**Photo-based referring expression data**
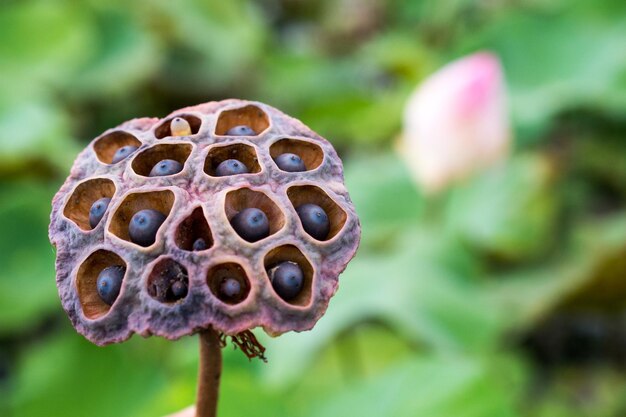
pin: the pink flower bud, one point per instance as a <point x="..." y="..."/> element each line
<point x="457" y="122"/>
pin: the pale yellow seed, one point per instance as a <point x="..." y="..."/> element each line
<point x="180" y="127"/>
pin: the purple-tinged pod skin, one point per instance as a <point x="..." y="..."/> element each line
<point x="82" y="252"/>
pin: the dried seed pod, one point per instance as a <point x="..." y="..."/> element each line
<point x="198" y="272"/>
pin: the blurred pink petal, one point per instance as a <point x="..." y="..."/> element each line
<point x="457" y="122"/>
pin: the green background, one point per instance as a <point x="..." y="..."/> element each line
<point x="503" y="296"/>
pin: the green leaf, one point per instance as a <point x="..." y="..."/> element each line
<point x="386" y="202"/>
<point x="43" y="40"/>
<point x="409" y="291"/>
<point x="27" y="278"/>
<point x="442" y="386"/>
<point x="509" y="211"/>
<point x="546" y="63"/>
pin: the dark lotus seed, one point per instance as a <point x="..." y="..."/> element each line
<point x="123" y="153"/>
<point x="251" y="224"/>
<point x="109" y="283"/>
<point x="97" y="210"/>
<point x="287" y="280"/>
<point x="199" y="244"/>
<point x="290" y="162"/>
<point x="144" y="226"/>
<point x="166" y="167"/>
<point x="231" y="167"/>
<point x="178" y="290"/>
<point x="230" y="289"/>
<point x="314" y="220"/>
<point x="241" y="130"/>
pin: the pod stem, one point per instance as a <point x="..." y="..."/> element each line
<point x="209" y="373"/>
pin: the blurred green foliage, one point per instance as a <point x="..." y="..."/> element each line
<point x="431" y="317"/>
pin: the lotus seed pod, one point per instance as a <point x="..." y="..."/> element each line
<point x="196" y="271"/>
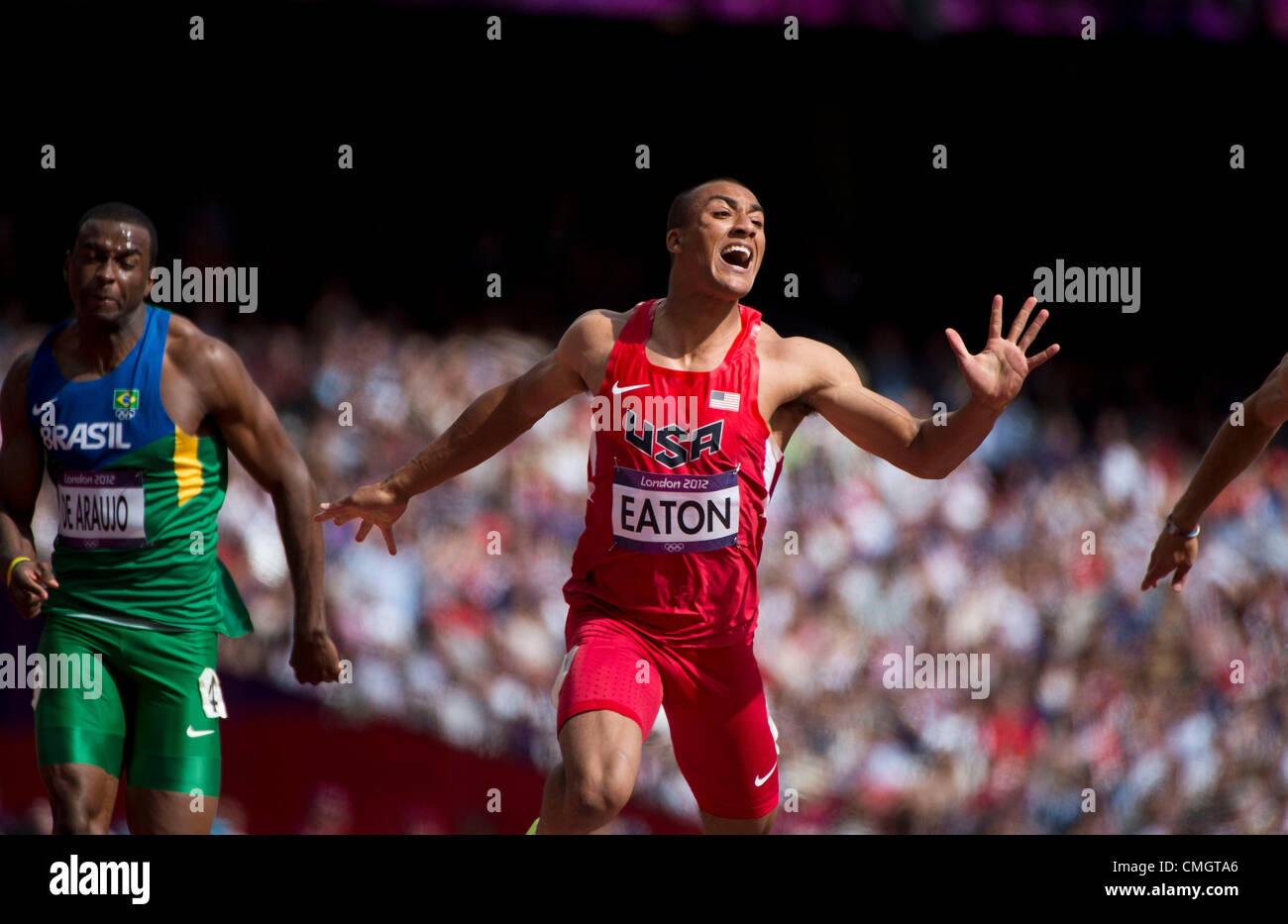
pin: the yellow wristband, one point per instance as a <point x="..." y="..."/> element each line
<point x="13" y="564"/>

**Exercise instructions**
Could you restate all of the data above word for word and skip every picture?

**Exercise output**
pin: the pink flower bud, one point per instance as a <point x="..." y="..."/> element each line
<point x="457" y="122"/>
pin: the pale yellow seed, one point per instance as a <point x="..." y="..."/> element each line
<point x="180" y="127"/>
pin: the purple-tinged pod skin, one point per instance as a <point x="..." y="..."/> element each line
<point x="82" y="252"/>
pin: the dried seed pod, one point per instance as a <point x="..." y="..."/> element each line
<point x="198" y="272"/>
pin: the blurred pink petal, one point per instance as a <point x="..." y="..."/> element each line
<point x="457" y="122"/>
pin: the green background, one point per instance as a <point x="..." y="..."/> element each line
<point x="503" y="296"/>
pin: the green leaf, one point per instance as a <point x="..." y="..."/> element each line
<point x="386" y="202"/>
<point x="43" y="40"/>
<point x="409" y="291"/>
<point x="27" y="278"/>
<point x="442" y="386"/>
<point x="509" y="211"/>
<point x="546" y="63"/>
pin: the dark lotus seed, one point per instance as a <point x="..." y="..."/> element each line
<point x="123" y="153"/>
<point x="251" y="224"/>
<point x="109" y="283"/>
<point x="97" y="210"/>
<point x="287" y="280"/>
<point x="199" y="244"/>
<point x="290" y="162"/>
<point x="144" y="226"/>
<point x="166" y="167"/>
<point x="231" y="167"/>
<point x="178" y="290"/>
<point x="230" y="289"/>
<point x="314" y="220"/>
<point x="241" y="130"/>
pin: the pod stem, one point per instance as a <point x="..." y="..."/> element each line
<point x="209" y="373"/>
pin: the blurred green foliage, one point per instance as a <point x="..." y="..."/> element each line
<point x="431" y="317"/>
pin: the lotus seed pod, one point per instance as a <point x="..." y="..."/> element each line
<point x="196" y="271"/>
pin: the yellow wristband, one point per instance as a <point x="..." y="..."/> element each line
<point x="13" y="564"/>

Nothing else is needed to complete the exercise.